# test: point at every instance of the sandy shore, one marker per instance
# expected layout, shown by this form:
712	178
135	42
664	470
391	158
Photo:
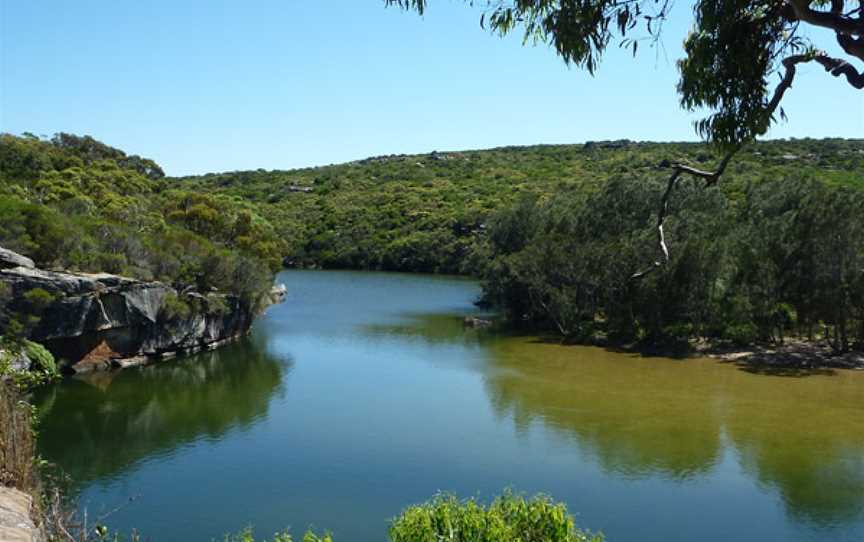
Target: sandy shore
792	354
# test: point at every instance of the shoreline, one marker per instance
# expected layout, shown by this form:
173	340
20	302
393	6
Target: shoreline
792	354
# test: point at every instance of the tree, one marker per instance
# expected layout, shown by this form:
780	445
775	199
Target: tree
734	48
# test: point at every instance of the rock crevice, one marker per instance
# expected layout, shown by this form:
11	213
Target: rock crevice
97	321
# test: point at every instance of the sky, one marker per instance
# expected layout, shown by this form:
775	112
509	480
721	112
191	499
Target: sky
216	85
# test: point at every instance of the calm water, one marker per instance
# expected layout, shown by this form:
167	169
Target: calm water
363	394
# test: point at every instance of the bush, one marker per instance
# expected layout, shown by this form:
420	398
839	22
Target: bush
510	518
741	334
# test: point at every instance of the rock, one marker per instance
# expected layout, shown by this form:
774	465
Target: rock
10	259
99	320
472	321
15	522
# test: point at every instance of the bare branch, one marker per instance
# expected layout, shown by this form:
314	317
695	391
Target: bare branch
833	20
837	67
711	177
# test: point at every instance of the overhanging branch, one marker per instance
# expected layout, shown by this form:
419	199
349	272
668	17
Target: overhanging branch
833	20
711	177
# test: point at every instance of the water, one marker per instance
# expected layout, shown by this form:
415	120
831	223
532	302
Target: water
363	393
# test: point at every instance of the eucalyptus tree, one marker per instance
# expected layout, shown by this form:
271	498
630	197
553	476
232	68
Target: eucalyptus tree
730	56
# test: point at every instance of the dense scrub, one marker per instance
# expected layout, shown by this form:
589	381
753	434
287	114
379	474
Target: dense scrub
75	203
784	257
17	441
427	212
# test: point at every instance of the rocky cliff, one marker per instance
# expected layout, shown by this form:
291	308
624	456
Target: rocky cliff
96	321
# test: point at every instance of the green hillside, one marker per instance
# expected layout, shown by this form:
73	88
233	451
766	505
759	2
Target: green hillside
423	212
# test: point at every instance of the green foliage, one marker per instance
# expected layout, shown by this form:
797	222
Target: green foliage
42	369
785	257
427	212
174	308
733	49
76	203
510	518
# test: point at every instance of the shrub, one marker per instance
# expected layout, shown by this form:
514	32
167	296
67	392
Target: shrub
510	518
248	535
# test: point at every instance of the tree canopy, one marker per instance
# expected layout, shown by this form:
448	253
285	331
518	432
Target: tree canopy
730	55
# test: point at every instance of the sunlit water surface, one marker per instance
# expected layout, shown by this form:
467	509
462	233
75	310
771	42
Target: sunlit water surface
362	394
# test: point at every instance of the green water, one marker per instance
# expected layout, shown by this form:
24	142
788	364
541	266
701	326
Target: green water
363	393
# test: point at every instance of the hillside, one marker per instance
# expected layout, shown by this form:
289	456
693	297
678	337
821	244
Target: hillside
423	212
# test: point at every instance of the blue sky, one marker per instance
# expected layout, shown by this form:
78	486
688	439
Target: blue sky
225	85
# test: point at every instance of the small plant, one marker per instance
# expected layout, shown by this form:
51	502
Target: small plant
510	518
248	535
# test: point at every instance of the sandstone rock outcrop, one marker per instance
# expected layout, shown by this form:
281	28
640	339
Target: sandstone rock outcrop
101	320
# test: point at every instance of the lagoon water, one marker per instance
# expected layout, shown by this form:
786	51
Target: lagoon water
362	394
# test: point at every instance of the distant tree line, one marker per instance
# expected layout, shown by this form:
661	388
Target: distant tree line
74	203
784	258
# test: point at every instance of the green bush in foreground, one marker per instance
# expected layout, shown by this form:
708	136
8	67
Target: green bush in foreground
510	518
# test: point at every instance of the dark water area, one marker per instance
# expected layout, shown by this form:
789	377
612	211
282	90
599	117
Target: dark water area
363	393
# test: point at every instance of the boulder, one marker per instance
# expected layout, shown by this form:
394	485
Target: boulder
9	259
99	320
473	321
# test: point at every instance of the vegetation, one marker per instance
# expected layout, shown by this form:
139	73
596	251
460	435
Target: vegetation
510	518
733	50
75	203
784	257
557	232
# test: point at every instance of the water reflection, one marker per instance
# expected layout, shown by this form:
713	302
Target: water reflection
98	426
658	417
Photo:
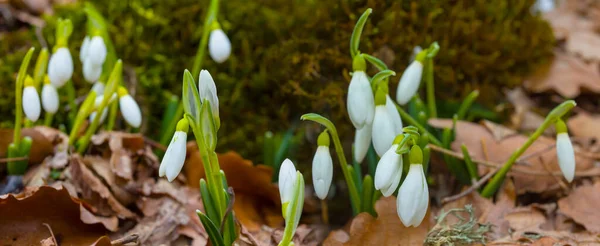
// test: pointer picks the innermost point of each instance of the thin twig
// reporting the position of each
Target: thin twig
(515, 169)
(5, 160)
(51, 233)
(470, 190)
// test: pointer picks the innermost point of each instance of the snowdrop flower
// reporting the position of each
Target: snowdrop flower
(96, 51)
(49, 97)
(362, 141)
(564, 151)
(129, 108)
(219, 46)
(410, 80)
(360, 102)
(174, 157)
(413, 196)
(287, 181)
(389, 170)
(31, 101)
(208, 91)
(322, 168)
(84, 47)
(60, 67)
(384, 128)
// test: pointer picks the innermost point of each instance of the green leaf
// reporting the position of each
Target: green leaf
(213, 232)
(357, 32)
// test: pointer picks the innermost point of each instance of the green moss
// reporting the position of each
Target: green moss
(292, 57)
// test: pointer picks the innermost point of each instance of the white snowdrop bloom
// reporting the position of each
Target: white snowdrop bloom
(383, 130)
(208, 91)
(174, 157)
(98, 87)
(60, 67)
(84, 47)
(287, 181)
(413, 195)
(31, 103)
(91, 72)
(564, 151)
(362, 141)
(49, 98)
(394, 115)
(96, 52)
(360, 102)
(388, 172)
(129, 108)
(409, 82)
(322, 168)
(219, 46)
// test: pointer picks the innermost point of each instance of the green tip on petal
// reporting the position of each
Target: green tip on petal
(416, 155)
(323, 139)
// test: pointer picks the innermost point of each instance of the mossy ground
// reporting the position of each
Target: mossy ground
(292, 57)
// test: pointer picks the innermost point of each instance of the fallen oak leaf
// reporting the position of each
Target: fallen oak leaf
(23, 218)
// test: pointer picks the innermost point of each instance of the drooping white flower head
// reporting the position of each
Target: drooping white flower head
(389, 171)
(413, 196)
(287, 181)
(362, 141)
(219, 46)
(60, 67)
(96, 52)
(409, 82)
(49, 98)
(394, 115)
(129, 108)
(31, 103)
(564, 151)
(174, 157)
(208, 91)
(84, 48)
(322, 168)
(91, 72)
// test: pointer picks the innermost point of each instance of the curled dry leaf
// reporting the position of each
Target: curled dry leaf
(257, 200)
(386, 229)
(482, 145)
(582, 205)
(23, 219)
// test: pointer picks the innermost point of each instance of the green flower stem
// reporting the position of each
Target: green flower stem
(552, 117)
(19, 97)
(211, 16)
(111, 87)
(354, 194)
(414, 122)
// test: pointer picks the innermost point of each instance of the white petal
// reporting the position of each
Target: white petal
(174, 157)
(566, 156)
(409, 82)
(60, 67)
(84, 48)
(383, 130)
(98, 87)
(322, 170)
(394, 115)
(49, 98)
(387, 167)
(130, 111)
(360, 102)
(91, 72)
(96, 53)
(31, 103)
(409, 195)
(208, 90)
(287, 179)
(362, 141)
(219, 46)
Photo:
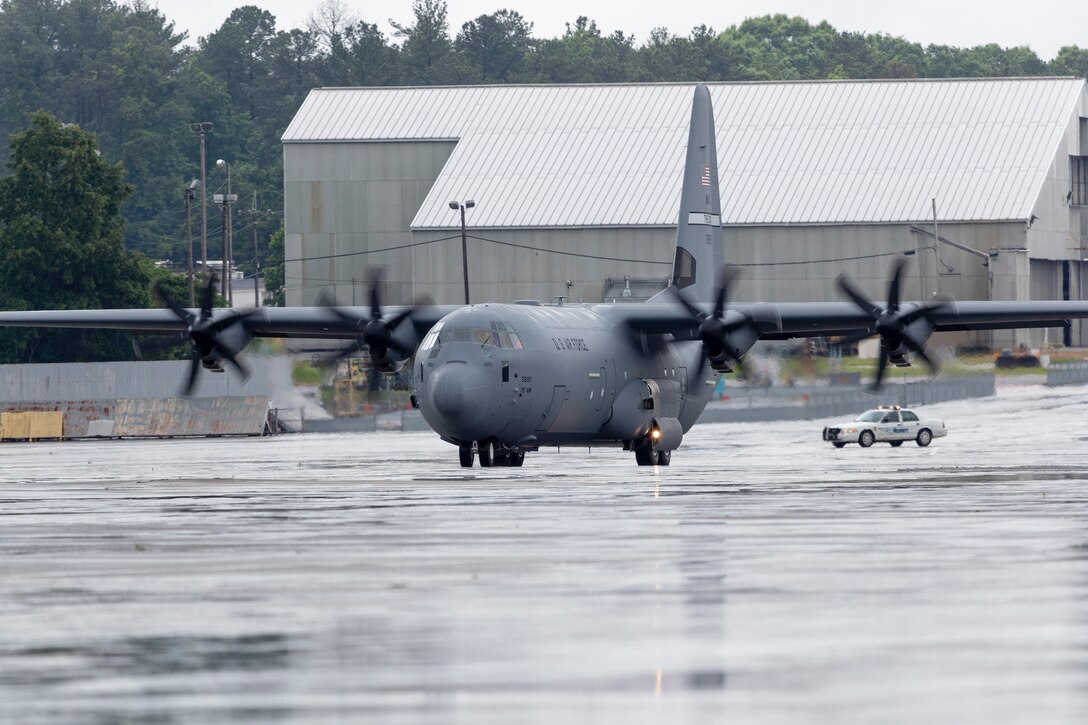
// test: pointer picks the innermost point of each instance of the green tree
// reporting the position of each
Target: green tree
(585, 56)
(496, 46)
(61, 242)
(1071, 60)
(670, 58)
(428, 54)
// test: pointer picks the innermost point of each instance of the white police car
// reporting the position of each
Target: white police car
(886, 425)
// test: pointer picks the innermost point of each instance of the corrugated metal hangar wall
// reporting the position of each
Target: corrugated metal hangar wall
(580, 184)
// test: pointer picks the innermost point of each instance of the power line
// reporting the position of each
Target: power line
(482, 238)
(827, 261)
(571, 254)
(374, 252)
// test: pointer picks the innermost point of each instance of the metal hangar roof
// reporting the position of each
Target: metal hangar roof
(804, 152)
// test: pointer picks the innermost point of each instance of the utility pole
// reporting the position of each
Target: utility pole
(226, 200)
(465, 244)
(257, 265)
(190, 193)
(201, 128)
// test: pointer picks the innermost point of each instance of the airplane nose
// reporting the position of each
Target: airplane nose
(459, 393)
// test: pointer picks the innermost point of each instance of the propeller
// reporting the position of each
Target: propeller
(386, 352)
(206, 334)
(900, 332)
(728, 334)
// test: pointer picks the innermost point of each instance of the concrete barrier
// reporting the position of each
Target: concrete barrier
(1067, 373)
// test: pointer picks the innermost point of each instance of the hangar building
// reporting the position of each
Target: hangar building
(577, 187)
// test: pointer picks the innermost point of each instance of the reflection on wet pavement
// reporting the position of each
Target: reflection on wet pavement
(764, 577)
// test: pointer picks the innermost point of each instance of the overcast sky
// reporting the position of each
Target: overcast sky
(1043, 25)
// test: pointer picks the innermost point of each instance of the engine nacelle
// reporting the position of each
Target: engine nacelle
(388, 363)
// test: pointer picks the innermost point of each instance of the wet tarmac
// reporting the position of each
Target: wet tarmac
(764, 577)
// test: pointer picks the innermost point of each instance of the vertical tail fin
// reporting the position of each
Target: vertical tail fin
(700, 250)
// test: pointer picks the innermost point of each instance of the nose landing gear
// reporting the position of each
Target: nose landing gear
(644, 454)
(490, 455)
(466, 453)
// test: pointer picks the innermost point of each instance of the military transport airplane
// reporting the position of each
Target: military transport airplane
(498, 380)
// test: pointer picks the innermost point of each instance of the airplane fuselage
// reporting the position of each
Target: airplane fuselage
(524, 376)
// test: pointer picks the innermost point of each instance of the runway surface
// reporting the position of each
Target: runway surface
(764, 577)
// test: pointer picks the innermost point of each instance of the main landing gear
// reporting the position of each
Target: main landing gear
(490, 455)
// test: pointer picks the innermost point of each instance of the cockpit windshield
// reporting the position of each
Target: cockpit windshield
(499, 334)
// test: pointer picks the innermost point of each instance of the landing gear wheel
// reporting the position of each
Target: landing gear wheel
(486, 450)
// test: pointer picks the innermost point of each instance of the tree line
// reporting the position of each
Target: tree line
(125, 75)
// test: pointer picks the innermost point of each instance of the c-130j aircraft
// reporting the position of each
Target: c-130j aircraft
(499, 380)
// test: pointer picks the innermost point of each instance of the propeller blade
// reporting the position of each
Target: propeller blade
(881, 366)
(169, 302)
(923, 310)
(231, 357)
(194, 369)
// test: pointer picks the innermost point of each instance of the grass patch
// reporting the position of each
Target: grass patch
(305, 373)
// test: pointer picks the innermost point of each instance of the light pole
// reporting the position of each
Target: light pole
(201, 128)
(226, 200)
(465, 244)
(190, 193)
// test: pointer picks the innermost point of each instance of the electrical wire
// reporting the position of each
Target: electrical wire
(826, 261)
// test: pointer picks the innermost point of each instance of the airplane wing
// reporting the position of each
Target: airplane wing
(261, 322)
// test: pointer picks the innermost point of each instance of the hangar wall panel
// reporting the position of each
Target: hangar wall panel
(346, 204)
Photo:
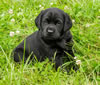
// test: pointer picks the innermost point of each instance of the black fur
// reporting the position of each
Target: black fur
(53, 36)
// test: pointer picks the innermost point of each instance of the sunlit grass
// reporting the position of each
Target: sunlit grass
(17, 21)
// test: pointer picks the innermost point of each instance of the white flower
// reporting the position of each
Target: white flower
(73, 21)
(40, 6)
(11, 34)
(10, 11)
(98, 17)
(75, 57)
(17, 32)
(78, 62)
(51, 3)
(2, 15)
(87, 25)
(66, 7)
(99, 37)
(12, 20)
(20, 13)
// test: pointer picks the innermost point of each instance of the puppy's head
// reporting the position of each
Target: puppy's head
(53, 23)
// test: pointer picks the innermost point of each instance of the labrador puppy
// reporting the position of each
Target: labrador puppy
(53, 36)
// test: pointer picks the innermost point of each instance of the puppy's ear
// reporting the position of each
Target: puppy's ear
(67, 22)
(38, 20)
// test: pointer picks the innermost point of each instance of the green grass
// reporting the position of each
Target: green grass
(86, 35)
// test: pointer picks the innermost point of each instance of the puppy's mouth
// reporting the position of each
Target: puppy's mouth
(50, 34)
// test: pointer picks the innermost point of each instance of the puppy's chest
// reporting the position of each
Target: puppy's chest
(50, 52)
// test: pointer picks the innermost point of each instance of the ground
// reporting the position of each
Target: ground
(17, 21)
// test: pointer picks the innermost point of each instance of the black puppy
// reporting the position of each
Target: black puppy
(52, 37)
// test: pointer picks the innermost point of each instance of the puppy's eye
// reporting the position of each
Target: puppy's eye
(57, 22)
(46, 21)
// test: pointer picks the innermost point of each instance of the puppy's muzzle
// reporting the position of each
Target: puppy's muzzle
(50, 30)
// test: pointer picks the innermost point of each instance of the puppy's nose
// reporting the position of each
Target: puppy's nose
(50, 30)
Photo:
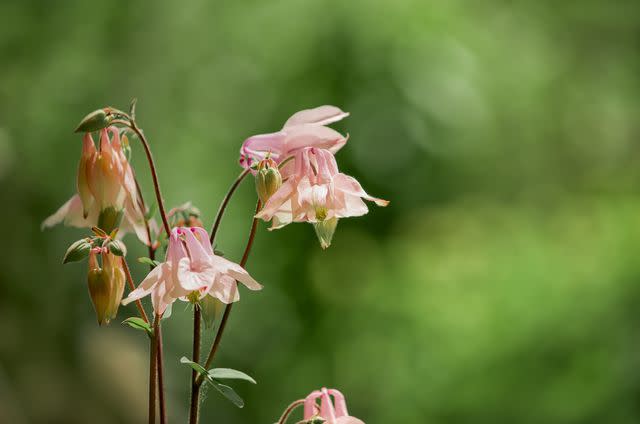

══════

EXERCISE AIM. Extract each line of the data above that contains the string "wheel", treating uppercase and lowercase letters as distinct.

WORKED ANSWER.
// test: pointer picks the innermost point of each instance of the landing gear wheel
Target: landing gear wheel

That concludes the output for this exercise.